Passage shown.
Posts Tagged ‘Fear of Music’

I’m taking another break from blogging. I’ll be back in November, and with a story, too, if this goes well.

Today I want to salute my most loyal readers – those generous people who take the time to write comments no matter what stupid things I’ve said. Some of them write under more than one alias. I’m grateful to all of them, whatever name they choose. Here they are – and, because they are such a modest bunch, for the first time ever I will reveal their most impressive accomplishments!

Accused of Lurking: Invented Post-Its.

frostybooboo: Commercial fish farmer who tags his fish with Post-Its.

number9: Snowbird who splits her year between a yellow submarine and an octopus’ garden.

Ofelia: Master of the Brazilian freehand accordion.

seasidedave: International clam thief.

Sherry: Scared Kenny G so badly, he stopped using his last name.

thecorncobb: Sailed alone around the world in a balloon-rigged sloop.

Wm Seabrook: His Mad Men-style ad agency named the Euro, the TiVo, and the Yugo.

Thanks, everyone. Enjoy the rest of your summer, if you’re north of the Equator. If you’re not – bundle up!

Random Pick of the Day 1
Talking Heads, Fear of Music (1979)
Fear of Music has “Cities,” “Life During Wartime,” and “Heaven,” three of the best songs of the ’70s. This is an awesome album.

Particularly interesting are the final three tracks: “Animals,” “Electric Guitar,” and “Drugs.” They point toward the dark, strange band Talking Heads threatened to become. Even amid the darkness and the strangeness, however, you can count on David Byrne to stop making sense. For example, he’s angry that animals don’t help. “They’re never there when you need them,” he complains. Who does that bring to mind? I’m about to tell you!

Random Pick of the Day 2
Talking Heads, Little Creatures (1985)

Questions to answer.
1. Why does the blog post single out the final three tracks of Fear of Music as particularly interesting? Answer in one to three sentences.
2. Pick up the blog post after its heading for Little Creatures (1985) and write the next passage, which reviews that Talking Heads album.

Stored data.
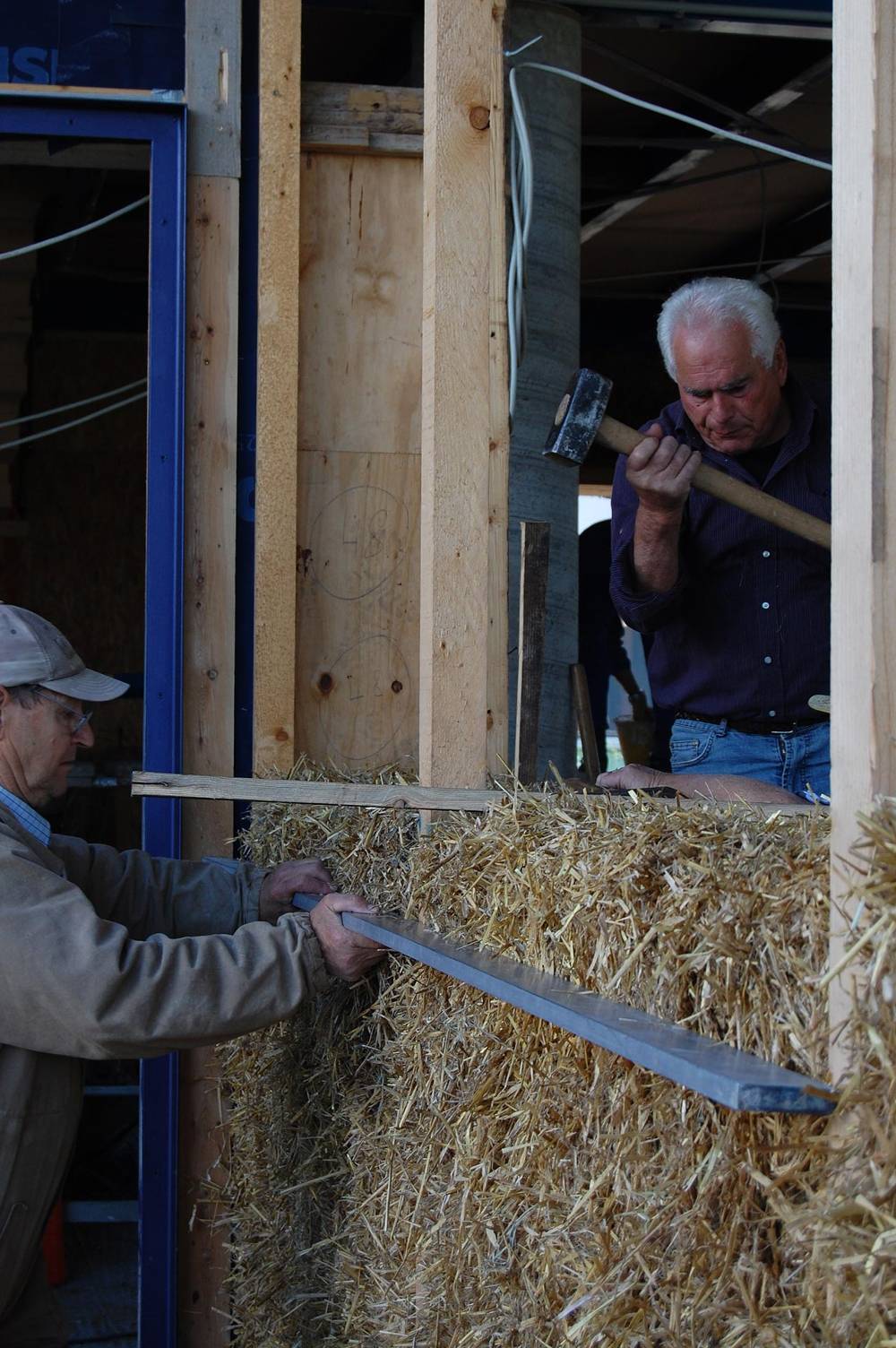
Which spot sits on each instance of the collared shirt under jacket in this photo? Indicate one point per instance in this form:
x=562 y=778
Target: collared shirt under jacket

Results in order.
1. The blog post finds "Animals," "Electric Guitar," and "Drugs" particularly interesting because they point toward the dark, strange band Talking Heads threatened to become.

2.
This album disappointed me when it was released. I’d heard all this before. I admit, though, that I would’ve had trouble with anything released in the shadow of Stop Making Sense. Listening to this album 30 years later, I’ve changed my mind. It’s solid. But the most important thing about Little Creatures is that it’s the closest Talking Heads ever came to making a B-52s record.

You think The B-52s couldn’t create a song like “And She Was”? They did – it’s called “Roam.” You say The B-52s could never match “Stay Up Late,” a vaguely sinister song about a baby? How about “Quiche Lorraine,” a vaguely sinister song about a poodle? And what’s that line in “Creatures of Love”? “Well I’ve seen sex and I think it’s alright.” That’s great, David, but have you ever made love under a strobe light?

It would be wrong to say that Talking Heads are The B-52s with more words and funkier baselines. Wrong, but with some traces of truth. There are several points in the space-time continuum where these bands intersect.

True, their only IRL meeting, when David Byrne produced Mesopotamia, sucked. As much as I love the title song, I’m the first to admit that no one knows how to play it, not even the band that wrote it. And I think I know why: “Mesopotamia” is a slower version of “Cities.”